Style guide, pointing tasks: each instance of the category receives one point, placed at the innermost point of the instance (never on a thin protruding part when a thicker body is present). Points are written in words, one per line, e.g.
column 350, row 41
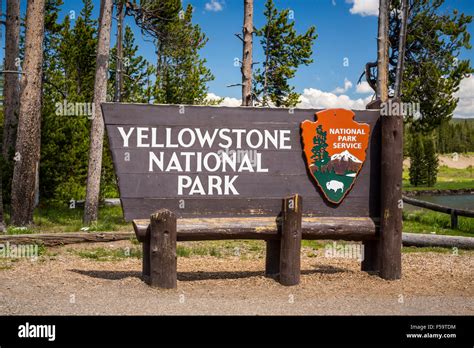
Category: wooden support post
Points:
column 370, row 263
column 146, row 256
column 454, row 219
column 163, row 236
column 272, row 259
column 391, row 197
column 291, row 232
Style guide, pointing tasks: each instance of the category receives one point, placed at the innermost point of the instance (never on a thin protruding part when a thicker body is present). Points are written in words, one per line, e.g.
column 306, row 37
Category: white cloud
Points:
column 365, row 7
column 214, row 6
column 465, row 94
column 315, row 98
column 347, row 86
column 364, row 88
column 228, row 101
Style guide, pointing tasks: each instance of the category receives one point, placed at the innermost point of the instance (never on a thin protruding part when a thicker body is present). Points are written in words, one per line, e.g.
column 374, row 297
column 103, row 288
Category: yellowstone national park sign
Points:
column 218, row 161
column 335, row 150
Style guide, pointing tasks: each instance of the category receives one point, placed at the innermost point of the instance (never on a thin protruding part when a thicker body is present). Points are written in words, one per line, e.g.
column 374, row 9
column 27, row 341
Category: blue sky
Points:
column 345, row 28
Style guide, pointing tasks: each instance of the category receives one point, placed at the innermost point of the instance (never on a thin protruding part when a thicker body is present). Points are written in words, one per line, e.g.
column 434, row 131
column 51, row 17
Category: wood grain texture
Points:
column 291, row 233
column 265, row 228
column 57, row 239
column 163, row 262
column 390, row 252
column 260, row 194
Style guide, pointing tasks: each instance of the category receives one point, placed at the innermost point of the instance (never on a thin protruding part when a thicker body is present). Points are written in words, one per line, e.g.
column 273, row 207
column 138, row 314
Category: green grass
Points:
column 108, row 254
column 448, row 179
column 423, row 221
column 53, row 217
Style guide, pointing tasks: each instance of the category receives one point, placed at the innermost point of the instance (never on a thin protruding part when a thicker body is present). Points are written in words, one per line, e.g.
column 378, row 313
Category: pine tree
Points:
column 433, row 71
column 181, row 75
column 69, row 78
column 27, row 150
column 284, row 51
column 136, row 72
column 430, row 161
column 91, row 208
column 417, row 164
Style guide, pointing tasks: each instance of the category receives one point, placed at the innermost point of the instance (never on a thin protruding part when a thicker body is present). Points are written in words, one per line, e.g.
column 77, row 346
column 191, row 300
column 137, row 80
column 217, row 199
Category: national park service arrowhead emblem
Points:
column 335, row 150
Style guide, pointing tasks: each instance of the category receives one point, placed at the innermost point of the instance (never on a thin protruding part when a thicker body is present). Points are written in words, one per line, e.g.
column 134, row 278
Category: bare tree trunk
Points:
column 265, row 82
column 401, row 49
column 119, row 71
column 2, row 222
column 12, row 85
column 28, row 142
column 390, row 255
column 97, row 129
column 247, row 54
column 382, row 52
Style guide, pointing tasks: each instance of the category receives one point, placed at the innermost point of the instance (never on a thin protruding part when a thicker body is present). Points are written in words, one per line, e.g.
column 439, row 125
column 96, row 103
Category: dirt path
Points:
column 433, row 283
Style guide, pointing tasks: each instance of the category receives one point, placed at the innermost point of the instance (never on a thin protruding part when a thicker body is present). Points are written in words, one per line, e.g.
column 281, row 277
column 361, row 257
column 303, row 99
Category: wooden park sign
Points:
column 223, row 173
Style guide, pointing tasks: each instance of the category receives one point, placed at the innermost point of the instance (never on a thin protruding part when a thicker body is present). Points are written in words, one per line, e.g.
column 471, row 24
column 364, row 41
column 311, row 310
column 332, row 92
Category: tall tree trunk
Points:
column 119, row 64
column 382, row 52
column 27, row 152
column 265, row 80
column 391, row 165
column 247, row 53
column 11, row 100
column 401, row 49
column 97, row 128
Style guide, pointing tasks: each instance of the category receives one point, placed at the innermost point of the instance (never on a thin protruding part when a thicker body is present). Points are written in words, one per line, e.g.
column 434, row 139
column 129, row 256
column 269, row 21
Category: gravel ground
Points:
column 63, row 283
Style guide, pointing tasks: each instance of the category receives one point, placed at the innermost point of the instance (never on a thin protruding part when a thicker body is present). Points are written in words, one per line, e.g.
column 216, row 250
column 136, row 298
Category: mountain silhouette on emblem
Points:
column 343, row 163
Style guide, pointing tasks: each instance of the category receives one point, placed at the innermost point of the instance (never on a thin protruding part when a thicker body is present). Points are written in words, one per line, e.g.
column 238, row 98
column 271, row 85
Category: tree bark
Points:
column 391, row 165
column 11, row 100
column 382, row 51
column 119, row 64
column 97, row 128
column 247, row 54
column 401, row 49
column 29, row 126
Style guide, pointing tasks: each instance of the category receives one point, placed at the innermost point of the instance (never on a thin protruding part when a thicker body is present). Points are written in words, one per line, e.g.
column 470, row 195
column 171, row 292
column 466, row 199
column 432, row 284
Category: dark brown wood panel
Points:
column 144, row 192
column 140, row 208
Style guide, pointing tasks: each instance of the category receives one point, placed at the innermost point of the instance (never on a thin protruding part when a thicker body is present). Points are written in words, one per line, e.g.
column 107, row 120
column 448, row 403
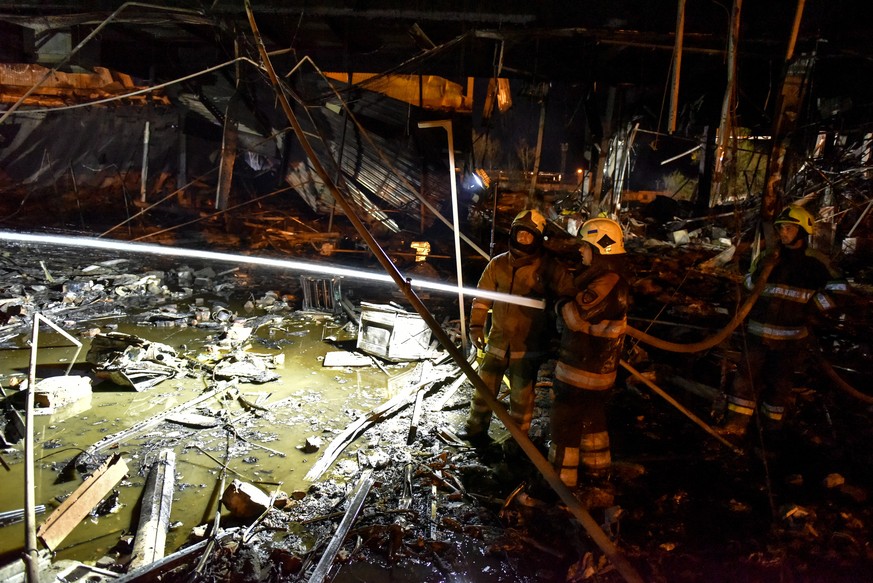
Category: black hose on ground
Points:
column 725, row 332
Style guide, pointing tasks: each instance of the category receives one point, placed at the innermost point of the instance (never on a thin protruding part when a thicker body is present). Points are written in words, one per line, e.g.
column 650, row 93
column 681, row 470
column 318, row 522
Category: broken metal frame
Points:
column 30, row 550
column 619, row 561
column 365, row 482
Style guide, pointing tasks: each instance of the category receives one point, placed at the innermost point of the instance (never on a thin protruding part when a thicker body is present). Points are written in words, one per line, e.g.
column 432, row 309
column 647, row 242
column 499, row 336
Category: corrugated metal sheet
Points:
column 383, row 157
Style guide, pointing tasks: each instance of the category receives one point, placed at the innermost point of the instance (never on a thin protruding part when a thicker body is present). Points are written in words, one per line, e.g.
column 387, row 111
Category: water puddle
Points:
column 262, row 446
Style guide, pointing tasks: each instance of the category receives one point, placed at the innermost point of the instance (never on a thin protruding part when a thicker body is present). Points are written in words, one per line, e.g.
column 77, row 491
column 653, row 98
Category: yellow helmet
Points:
column 796, row 215
column 603, row 234
column 533, row 220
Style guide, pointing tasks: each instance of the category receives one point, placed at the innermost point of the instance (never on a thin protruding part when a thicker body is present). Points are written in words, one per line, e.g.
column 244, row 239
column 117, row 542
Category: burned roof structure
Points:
column 185, row 93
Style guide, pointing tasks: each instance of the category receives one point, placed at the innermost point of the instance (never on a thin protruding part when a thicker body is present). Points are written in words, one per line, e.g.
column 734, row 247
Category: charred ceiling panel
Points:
column 95, row 147
column 382, row 151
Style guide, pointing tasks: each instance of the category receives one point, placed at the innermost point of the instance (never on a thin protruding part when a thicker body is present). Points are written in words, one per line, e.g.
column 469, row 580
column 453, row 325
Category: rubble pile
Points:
column 396, row 496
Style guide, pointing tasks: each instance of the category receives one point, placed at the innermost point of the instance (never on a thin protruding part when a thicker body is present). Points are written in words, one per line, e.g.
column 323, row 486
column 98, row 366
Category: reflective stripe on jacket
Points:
column 595, row 321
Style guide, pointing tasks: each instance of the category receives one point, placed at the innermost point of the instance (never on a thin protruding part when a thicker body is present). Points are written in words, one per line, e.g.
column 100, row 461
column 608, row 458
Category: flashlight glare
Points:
column 286, row 264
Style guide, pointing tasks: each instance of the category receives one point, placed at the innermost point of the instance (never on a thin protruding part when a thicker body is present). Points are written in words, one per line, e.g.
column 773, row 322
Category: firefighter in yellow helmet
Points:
column 776, row 329
column 518, row 337
column 594, row 324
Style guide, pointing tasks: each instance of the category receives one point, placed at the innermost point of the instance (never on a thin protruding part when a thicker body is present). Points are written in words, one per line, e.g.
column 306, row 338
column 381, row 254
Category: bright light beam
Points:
column 289, row 264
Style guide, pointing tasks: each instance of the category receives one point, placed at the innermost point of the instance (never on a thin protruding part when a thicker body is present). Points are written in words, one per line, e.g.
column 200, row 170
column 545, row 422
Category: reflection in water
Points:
column 261, row 443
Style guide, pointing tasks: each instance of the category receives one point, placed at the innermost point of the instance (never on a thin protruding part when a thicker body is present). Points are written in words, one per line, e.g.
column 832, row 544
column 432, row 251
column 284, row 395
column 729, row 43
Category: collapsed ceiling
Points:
column 204, row 58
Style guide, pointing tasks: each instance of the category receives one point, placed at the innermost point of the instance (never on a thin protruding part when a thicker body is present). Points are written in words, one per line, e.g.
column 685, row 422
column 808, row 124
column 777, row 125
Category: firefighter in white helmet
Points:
column 594, row 324
column 777, row 324
column 518, row 338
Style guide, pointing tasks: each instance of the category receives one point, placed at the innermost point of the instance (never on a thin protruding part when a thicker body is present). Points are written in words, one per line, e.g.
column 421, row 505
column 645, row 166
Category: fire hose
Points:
column 618, row 560
column 724, row 333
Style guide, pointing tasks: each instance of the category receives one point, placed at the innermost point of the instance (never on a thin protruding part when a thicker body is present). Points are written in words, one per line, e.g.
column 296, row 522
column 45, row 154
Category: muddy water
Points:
column 323, row 401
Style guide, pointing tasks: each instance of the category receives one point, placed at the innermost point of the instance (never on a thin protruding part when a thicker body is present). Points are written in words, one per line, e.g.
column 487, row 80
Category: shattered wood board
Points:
column 344, row 358
column 71, row 512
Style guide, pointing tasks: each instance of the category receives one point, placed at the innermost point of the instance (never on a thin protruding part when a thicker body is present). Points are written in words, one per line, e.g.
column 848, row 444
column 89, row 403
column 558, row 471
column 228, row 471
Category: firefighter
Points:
column 594, row 323
column 777, row 325
column 518, row 338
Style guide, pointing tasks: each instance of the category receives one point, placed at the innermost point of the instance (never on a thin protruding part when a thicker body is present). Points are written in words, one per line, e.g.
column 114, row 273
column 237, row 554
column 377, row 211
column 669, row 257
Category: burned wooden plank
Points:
column 154, row 517
column 360, row 425
column 361, row 490
column 69, row 514
column 115, row 438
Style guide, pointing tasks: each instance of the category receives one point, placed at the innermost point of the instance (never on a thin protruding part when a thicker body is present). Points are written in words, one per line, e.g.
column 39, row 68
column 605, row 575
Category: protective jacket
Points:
column 518, row 331
column 595, row 321
column 796, row 283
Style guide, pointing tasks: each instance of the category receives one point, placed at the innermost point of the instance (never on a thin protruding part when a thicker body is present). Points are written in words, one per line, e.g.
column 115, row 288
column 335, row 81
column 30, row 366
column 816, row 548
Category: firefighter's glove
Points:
column 477, row 335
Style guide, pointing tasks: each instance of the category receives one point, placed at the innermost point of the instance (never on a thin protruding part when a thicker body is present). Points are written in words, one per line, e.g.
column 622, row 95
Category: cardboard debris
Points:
column 392, row 333
column 344, row 358
column 50, row 394
column 245, row 500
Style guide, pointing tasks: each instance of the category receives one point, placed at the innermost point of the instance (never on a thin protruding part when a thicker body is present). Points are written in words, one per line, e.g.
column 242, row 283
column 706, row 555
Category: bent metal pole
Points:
column 621, row 563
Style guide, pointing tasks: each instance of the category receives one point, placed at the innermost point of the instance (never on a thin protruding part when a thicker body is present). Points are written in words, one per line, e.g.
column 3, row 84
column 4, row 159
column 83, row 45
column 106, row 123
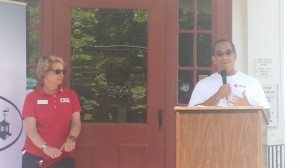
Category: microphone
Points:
column 224, row 76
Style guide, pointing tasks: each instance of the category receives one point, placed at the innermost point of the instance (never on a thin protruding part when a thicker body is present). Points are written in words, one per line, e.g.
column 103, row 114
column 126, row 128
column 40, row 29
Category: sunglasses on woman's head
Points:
column 58, row 71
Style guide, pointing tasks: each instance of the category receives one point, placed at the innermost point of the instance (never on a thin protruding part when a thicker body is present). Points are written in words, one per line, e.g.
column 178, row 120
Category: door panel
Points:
column 117, row 143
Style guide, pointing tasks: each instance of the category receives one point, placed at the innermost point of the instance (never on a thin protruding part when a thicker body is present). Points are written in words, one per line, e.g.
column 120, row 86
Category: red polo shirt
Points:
column 53, row 115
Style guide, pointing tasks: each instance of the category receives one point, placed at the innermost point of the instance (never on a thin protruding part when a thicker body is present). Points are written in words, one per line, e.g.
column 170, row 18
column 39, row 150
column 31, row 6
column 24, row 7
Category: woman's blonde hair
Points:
column 45, row 63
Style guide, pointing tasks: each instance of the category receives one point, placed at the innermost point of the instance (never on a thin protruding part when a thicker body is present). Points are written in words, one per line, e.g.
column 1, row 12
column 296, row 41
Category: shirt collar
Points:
column 41, row 90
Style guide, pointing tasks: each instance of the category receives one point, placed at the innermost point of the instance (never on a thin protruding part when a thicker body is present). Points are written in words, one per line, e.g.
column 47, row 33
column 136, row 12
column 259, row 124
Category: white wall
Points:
column 258, row 36
column 291, row 81
column 13, row 80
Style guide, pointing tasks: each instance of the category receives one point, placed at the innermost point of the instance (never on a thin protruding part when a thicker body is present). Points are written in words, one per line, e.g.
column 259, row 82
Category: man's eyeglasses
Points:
column 227, row 53
column 58, row 71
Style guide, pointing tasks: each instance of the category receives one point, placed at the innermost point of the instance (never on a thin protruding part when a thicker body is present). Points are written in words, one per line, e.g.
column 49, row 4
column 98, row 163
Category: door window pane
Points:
column 109, row 64
column 185, row 49
column 204, row 14
column 186, row 14
column 185, row 86
column 204, row 50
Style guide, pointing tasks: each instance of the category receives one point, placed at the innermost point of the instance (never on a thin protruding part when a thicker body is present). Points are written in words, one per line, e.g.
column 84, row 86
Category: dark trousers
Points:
column 32, row 161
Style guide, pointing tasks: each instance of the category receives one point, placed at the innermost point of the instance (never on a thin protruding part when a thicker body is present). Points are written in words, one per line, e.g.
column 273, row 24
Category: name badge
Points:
column 42, row 102
column 64, row 100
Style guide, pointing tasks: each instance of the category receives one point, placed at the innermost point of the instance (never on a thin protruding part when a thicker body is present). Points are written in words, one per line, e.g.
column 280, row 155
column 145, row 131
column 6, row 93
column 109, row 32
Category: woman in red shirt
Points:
column 52, row 119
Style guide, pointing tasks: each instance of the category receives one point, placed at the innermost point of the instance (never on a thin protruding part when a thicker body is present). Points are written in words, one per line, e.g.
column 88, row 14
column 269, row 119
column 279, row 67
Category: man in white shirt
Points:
column 239, row 90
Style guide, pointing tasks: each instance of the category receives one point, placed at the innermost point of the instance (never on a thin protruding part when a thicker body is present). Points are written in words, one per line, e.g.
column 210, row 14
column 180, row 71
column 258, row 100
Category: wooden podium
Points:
column 221, row 137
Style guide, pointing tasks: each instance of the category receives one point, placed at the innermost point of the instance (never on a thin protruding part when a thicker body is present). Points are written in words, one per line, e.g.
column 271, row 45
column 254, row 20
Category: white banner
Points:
column 13, row 81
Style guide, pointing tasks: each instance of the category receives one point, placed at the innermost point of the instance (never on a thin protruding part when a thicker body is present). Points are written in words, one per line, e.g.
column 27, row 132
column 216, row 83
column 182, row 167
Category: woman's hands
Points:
column 239, row 101
column 69, row 145
column 52, row 152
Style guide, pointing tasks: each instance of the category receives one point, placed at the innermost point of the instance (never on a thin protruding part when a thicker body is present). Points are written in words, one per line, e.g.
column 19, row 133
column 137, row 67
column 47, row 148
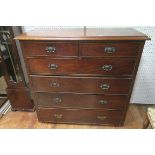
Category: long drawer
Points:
column 123, row 49
column 93, row 85
column 104, row 66
column 79, row 116
column 50, row 48
column 81, row 101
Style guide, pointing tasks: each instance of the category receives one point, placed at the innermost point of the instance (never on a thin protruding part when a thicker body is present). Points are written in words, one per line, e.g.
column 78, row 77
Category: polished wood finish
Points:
column 98, row 49
column 20, row 98
column 120, row 66
column 85, row 101
column 79, row 116
column 62, row 48
column 93, row 78
column 80, row 84
column 28, row 120
column 85, row 34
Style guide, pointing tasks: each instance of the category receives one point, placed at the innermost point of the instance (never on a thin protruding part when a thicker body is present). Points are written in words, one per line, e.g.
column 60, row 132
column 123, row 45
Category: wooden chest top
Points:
column 84, row 34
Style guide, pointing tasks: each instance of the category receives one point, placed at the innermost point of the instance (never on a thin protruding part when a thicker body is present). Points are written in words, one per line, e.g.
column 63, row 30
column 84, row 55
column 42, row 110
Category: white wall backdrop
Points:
column 144, row 87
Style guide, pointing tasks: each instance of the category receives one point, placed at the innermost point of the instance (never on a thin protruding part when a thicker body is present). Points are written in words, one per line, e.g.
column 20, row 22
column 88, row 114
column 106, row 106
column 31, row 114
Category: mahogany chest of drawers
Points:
column 82, row 76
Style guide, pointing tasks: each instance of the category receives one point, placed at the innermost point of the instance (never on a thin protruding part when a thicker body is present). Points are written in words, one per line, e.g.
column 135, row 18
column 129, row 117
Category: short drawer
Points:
column 124, row 49
column 104, row 66
column 81, row 84
column 46, row 48
column 81, row 100
column 79, row 116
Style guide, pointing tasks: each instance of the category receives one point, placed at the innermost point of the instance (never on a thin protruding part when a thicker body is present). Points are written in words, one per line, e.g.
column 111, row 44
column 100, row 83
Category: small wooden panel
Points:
column 81, row 101
column 50, row 48
column 79, row 116
column 112, row 49
column 105, row 66
column 81, row 85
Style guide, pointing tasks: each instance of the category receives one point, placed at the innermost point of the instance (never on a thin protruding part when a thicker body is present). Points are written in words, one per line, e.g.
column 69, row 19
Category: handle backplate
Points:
column 50, row 49
column 109, row 50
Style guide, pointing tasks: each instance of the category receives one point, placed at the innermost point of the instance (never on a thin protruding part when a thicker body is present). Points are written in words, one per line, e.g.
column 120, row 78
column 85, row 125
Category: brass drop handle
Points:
column 107, row 67
column 109, row 50
column 101, row 118
column 58, row 116
column 55, row 84
column 50, row 49
column 57, row 100
column 104, row 86
column 53, row 66
column 103, row 102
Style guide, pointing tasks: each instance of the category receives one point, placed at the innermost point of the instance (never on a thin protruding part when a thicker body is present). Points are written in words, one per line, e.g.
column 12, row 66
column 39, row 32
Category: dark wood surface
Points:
....................
--- Description of the task ---
Pick out every line in the records above that contains the string "helmet", matching case exactly, and copy each one.

--- Finished exercise ---
Category: yellow helmet
Category: firefighter in yellow helmet
Category: firefighter in white helmet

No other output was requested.